_Given problem_: Please replace "photo" with "image" everywhere it occurs in the rows below, and return the rows with nothing else changed. Leave the pictures out of your answer.

* START *

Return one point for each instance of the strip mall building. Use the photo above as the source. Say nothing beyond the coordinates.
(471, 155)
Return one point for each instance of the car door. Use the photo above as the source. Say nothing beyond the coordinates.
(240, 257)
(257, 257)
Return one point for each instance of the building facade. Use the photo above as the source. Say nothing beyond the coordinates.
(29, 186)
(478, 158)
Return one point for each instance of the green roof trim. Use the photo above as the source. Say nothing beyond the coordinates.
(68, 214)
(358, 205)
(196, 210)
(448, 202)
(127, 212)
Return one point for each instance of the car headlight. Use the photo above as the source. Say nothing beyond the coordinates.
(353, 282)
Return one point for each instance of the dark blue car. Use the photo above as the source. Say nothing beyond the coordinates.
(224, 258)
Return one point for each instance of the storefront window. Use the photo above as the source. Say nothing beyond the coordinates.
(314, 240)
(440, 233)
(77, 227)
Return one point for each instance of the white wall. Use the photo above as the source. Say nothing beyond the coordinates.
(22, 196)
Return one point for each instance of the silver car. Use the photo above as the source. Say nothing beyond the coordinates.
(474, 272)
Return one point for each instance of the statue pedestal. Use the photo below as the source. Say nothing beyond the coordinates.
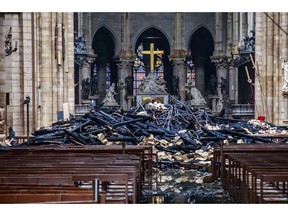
(149, 97)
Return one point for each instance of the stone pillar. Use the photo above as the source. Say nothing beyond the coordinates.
(179, 69)
(233, 85)
(284, 55)
(124, 70)
(221, 64)
(200, 74)
(86, 79)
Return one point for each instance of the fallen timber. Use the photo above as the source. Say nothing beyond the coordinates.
(179, 136)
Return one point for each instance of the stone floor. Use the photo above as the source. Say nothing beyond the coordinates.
(183, 186)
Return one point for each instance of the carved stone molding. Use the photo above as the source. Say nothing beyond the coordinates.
(125, 63)
(285, 92)
(177, 61)
(85, 60)
(222, 61)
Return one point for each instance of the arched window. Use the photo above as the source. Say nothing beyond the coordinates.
(108, 76)
(191, 76)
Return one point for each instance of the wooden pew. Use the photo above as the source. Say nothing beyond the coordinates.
(27, 162)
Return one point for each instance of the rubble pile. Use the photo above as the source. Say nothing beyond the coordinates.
(180, 135)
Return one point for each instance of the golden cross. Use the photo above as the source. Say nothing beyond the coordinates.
(152, 52)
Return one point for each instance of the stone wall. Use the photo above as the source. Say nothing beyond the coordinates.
(41, 68)
(270, 51)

* END *

_Result for this exercise_:
Return one point for each instance of the strip mall building. Use the image above as the source. Say nothing beyond the coordinates.
(471, 155)
Return one point for each instance of the car door. Use the image above as the source. Say nothing beyond the coordinates.
(240, 257)
(257, 257)
Return one point for each instance of the building facade. Use the image above as the source. Say nothing beyond the coordinates.
(29, 186)
(478, 158)
Return one point for each instance of the green roof trim. Use the image above as the source. Say nothing beyond the coordinates.
(68, 214)
(358, 205)
(196, 210)
(448, 202)
(127, 212)
Return one point for each instance of the car headlight. Use the image above as the source. Say nothing beyond the coordinates.
(353, 282)
Return one point for each instance of the dark blue car. Use the image above as the source. Say nothing beyond the coordinates.
(224, 258)
Return one point for each instance of the storefront window. Use the image above as the source. Say nothing beyond the coordinates.
(314, 240)
(440, 233)
(77, 227)
Return one point for each instance of the white wall. Use the image above as the source. Say nothing beyond the coordinates.
(22, 196)
Return one point for each instance of the silver car. Use the image above as the source. Say nothing beyond the coordinates.
(474, 272)
Return one point for each instance of the statue pedestal. Use the image below as the source. Say nothing beyond the coordinates.
(149, 97)
Return one point for each instance of the stone pillar. Use the image above as the source. Say nothing beyond the coordinates.
(179, 69)
(233, 85)
(284, 55)
(124, 70)
(221, 64)
(200, 74)
(86, 79)
Return one point for each instance of the fallen timber. Use the image above as the source. Say nothing beyond the coordinates.
(179, 136)
Return one point for each instance of the stone floor. Use the image above as the source. Say nothing beyond the coordinates.
(183, 186)
Return one point for each instance of the carved stone molding. Use the image above as the source. Say nothing beyond the coordinates.
(125, 63)
(285, 92)
(177, 61)
(85, 60)
(222, 61)
Return one point for each instance of the arched window. Use the image above as the source. Say nothing beyond the coordinates.
(108, 76)
(191, 76)
Return one point for each instance of the wooden pew. Use the image above as the source. Say nothing beyond the coordinates.
(27, 162)
Return one point for each instance of the rubble pile. Use the image above as the source. Say nothing beyond the coordinates.
(180, 135)
Return one point for each instance of the golden cross. Use the image above as the source. Say nothing beyond the coordinates.
(152, 52)
Return one point for each instance of the stone wall. Use the image above as the source. Say nothing beyond the coordinates.
(41, 68)
(270, 51)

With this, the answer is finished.